- **TASKS**
#1 Reproduce word for word the passage of the PopDist section from "More information about" to "4.2, PopDist collectives.".
#2 Answer these questions from the PopDist section:
(a) What does PopRun use for multiple instance creation?
(b) Which package is recommended for mpi communication in Python applications?
(c) Over which links does the Graphcore Communication Library realize communication between IPUs?
#3 Continue the PopDist section, starting after its final sentence.

- **DOCUMENT SECTION**

· · · ·

4. Poplar distributed configuration library (PopDist)
This section provides information on how you can use the PopDist library to make the appropriate changes to your application so that it can be launched in a distributed environment using PopRun. In short, PopDist provides an API which you can use to write a distributed application. As the examples (Section 4.4, PopDist examples) will demonstrate, very few modifications are needed in order to prepare an application for distributed execution.
PopRun uses mpirun
for multiple instance creation, while PopDist uses
mpi
for communication between multiple hosts. This is not to be confused
with communication between IPUs, which is realised using the Graphcore
Communication Library (GCL) over either the IPU-Links or the GW-Links.
There are several packages that enable mpi
communication in Python
applications. We recommend Horovod due to its simplicity. More details about
the Horovod package can be found in the Horovod documentation.
For mpi
communication in C++ applications we recommend using PopDist directly.
More information about backend initialisation and the implemented collectives is
available in Section 4.2, PopDist collectives and Section 5, PopDist C++ API reference.
Note
PopTorch, TensorFlow and PopART frameworks use the C++ collectives implemented in PopDist. As a result, the PopDist backend needs to be initialised in Python applications when using any of these frameworks. More information can be found in Section 4.2, PopDist collectives.

· · · ·

- **PROVIDED RECORDS**
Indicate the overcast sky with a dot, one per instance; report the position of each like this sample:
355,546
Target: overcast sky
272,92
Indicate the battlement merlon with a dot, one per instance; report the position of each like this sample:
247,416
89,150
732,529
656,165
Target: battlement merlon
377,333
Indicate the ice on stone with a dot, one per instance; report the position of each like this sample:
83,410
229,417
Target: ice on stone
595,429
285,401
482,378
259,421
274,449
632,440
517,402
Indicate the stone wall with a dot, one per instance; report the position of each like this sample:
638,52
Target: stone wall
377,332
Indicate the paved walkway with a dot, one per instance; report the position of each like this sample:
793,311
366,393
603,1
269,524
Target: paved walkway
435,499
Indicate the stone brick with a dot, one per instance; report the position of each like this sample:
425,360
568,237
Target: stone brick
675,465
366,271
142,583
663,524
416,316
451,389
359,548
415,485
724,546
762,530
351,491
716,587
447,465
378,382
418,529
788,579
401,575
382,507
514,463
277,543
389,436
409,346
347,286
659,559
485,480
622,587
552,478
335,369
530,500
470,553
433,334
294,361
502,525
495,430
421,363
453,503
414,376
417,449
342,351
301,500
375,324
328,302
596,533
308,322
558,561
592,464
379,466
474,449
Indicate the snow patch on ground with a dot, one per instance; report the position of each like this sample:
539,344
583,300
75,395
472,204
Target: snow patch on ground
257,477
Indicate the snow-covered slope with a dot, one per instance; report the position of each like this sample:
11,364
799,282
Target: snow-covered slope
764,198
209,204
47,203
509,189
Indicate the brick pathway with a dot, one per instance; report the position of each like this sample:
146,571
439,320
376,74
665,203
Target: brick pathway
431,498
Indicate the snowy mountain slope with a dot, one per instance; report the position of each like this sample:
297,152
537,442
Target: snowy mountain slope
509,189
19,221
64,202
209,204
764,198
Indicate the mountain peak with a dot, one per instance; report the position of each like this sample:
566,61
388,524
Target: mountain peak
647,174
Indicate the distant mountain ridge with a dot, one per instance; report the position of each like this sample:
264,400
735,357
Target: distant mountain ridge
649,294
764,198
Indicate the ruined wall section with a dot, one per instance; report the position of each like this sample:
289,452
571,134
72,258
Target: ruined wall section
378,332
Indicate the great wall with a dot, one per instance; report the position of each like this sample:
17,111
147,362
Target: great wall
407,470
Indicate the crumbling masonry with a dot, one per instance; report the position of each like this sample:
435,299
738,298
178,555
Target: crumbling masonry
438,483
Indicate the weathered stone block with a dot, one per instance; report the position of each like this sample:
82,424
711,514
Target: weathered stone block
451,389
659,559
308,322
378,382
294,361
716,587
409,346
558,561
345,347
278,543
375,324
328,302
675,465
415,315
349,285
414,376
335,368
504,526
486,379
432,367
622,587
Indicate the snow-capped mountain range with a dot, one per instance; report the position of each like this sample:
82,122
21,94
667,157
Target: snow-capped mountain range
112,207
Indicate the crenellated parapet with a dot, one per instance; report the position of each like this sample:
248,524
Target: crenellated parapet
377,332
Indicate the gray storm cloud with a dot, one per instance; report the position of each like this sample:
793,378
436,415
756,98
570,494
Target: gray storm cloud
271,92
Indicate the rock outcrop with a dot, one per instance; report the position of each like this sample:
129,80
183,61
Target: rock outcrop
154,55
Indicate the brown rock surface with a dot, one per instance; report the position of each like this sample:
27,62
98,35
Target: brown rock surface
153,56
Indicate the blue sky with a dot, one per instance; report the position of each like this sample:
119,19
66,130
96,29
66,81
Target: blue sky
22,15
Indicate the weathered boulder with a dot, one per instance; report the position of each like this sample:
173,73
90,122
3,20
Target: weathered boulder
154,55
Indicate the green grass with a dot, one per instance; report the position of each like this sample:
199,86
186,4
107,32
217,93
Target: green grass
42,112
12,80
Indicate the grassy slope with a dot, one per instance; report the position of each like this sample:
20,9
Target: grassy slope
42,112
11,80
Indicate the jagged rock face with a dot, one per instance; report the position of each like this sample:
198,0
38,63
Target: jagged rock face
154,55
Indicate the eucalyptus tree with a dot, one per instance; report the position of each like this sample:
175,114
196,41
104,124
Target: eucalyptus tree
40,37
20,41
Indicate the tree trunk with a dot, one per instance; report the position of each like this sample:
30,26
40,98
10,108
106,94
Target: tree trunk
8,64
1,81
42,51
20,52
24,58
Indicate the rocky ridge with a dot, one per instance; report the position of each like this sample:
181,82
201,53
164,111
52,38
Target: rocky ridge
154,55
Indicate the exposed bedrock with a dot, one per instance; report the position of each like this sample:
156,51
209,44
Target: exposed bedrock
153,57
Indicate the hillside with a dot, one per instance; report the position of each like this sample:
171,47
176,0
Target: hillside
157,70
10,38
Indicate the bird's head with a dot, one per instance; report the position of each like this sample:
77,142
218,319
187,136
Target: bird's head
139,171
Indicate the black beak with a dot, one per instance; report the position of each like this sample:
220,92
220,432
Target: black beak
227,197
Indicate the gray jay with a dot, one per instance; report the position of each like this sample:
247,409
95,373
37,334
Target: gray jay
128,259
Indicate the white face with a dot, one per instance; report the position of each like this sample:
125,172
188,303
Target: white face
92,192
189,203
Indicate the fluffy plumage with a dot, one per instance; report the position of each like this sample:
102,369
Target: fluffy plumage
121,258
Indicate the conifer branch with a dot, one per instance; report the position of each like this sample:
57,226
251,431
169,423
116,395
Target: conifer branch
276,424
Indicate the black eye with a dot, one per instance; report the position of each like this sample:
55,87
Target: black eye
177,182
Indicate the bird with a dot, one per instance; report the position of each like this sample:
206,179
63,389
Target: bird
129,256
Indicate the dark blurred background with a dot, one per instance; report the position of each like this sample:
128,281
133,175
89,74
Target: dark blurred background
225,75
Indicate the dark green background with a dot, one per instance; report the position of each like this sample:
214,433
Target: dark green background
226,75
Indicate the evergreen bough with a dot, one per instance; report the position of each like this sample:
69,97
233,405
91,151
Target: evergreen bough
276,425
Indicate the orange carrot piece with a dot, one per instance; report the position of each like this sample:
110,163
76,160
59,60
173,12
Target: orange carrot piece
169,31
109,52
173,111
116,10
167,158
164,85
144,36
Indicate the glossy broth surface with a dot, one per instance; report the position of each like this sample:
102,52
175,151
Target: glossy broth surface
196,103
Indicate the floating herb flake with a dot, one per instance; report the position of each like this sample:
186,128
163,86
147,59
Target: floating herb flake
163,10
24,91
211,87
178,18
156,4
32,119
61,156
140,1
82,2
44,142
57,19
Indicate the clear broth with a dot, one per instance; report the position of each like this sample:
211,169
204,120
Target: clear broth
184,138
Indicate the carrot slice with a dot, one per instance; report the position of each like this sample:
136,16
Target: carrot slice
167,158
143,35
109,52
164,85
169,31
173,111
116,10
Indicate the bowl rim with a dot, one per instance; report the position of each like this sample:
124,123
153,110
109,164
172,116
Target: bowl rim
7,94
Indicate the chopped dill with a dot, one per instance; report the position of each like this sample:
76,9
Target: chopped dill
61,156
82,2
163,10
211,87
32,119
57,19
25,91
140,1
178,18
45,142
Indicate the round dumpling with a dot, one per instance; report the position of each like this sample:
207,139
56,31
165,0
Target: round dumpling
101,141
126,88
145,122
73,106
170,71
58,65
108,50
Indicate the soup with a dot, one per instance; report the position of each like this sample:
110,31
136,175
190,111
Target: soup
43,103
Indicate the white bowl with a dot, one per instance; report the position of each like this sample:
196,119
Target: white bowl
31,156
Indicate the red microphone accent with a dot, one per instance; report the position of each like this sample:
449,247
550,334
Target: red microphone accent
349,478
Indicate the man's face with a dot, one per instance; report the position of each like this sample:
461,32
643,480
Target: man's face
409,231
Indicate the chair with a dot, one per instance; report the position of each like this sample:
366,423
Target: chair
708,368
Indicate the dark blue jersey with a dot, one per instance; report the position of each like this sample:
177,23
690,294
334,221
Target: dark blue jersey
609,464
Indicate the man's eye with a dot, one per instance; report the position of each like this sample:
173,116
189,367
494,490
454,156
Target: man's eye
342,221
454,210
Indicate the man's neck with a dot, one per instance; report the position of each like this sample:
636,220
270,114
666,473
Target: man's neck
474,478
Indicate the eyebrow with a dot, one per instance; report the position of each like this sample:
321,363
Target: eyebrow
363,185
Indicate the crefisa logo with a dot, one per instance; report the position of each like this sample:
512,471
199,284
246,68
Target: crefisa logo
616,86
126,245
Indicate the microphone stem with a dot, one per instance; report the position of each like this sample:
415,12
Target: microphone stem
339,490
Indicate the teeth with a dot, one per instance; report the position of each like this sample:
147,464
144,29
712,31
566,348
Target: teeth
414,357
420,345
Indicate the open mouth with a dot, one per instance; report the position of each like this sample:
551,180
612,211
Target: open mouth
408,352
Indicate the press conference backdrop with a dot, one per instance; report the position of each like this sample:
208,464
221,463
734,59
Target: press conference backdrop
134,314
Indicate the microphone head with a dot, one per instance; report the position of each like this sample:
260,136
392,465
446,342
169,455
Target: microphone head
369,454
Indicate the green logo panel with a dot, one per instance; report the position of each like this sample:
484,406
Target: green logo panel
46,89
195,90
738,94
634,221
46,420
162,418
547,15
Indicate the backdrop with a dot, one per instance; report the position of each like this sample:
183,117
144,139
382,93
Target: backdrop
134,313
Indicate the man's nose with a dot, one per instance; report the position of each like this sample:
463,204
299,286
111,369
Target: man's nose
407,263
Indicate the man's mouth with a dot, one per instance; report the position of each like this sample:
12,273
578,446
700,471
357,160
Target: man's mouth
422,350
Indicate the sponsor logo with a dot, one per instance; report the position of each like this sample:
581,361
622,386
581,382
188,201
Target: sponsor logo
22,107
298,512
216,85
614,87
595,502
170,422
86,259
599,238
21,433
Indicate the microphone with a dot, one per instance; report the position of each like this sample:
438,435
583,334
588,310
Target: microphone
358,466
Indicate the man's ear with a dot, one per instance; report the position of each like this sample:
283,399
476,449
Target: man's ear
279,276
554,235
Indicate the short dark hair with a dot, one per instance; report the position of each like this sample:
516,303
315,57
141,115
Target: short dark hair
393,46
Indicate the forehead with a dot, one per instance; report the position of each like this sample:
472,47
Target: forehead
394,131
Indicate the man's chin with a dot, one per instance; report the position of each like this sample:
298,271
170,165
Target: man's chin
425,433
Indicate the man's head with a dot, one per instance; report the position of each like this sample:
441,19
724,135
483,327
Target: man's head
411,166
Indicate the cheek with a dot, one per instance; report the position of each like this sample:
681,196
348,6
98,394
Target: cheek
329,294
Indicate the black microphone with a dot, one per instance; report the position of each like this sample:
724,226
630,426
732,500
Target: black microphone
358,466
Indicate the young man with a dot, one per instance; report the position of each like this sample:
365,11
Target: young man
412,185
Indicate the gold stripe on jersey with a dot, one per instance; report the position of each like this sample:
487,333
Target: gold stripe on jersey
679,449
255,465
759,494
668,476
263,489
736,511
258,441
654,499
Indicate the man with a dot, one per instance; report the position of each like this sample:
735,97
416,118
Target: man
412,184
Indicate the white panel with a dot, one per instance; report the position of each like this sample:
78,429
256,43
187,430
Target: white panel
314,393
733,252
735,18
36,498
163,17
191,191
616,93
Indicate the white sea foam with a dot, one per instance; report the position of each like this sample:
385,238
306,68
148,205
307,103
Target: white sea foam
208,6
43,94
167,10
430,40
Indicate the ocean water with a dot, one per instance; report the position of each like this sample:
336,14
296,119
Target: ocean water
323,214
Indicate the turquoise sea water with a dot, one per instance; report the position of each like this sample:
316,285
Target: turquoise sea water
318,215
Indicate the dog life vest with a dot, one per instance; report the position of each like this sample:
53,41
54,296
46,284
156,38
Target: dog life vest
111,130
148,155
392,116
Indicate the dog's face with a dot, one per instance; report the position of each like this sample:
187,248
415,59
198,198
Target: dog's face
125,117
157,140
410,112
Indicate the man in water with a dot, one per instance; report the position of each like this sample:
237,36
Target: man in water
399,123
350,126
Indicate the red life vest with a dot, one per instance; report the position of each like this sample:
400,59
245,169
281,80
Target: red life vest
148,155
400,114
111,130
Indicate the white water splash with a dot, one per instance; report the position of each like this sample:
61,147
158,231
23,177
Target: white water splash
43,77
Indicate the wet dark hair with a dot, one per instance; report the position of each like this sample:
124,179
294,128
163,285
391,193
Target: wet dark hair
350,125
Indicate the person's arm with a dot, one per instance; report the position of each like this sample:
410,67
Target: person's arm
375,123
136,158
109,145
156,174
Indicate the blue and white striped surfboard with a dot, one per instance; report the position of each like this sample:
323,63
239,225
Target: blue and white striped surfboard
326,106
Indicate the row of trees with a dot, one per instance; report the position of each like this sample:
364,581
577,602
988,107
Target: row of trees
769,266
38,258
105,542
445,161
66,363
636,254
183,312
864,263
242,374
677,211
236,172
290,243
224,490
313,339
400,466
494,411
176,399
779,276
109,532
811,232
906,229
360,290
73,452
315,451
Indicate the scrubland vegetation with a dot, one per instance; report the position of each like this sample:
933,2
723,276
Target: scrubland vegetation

· · · ·

- **WRITTEN ANSWERS**
#1
More information about backend initialisation and the implemented collectives is
available in Section 4.2, PopDist collectives and Section 5, PopDist C++ API reference.
Note
PopTorch, TensorFlow and PopART frameworks use the C++ collectives implemented in PopDist. As a result, the PopDist backend needs to be initialised in Python applications when using any of these frameworks. More information can be found in Section 4.2, PopDist collectives.

#2
(a) mpirun
(b) Horovod
(c) The IPU-Links or the GW-Links

#3
4.1. Horovod installation
The implementation of Horovod that you install depends on your machine learning framework:
PyTorch: You must install the official Horovod package if you want to use Horovod.
TensorFlow 1: You do not have to install Horovod separately as it has been bundled in the Graphcore TensorFlow wheel.
TensorFlow 2: You must install the official Horovod package if you want to use Horovod.
PopART: PopART does not support Horovod, so you will need to use PopDist or MPI directly.
Note
You must install and enable the Poplar SDK following the instructions in the getting started guide for your IPU system. Do this before installing Horovod to ensure that it uses the OpenMPI version that comes with the SDK.
Note
It is recommended to create Python virtual environments for each framework before installing any packages.
4.1.1. PyTorch
If you are using PyTorch, then you must install the official Horovod package if
you plan to use mpi
for host-side communication. Make sure you have
activated your PyTorch virtual environment and installed PopTorch. For
instructions on how to install PopTorch, refer to the PyTorch Quick Start.
You can install the official Horovod package with the command:
$ pip install horovod
You can validate that Horovod has been installed correctly by using the code snippet in Listing 4.1.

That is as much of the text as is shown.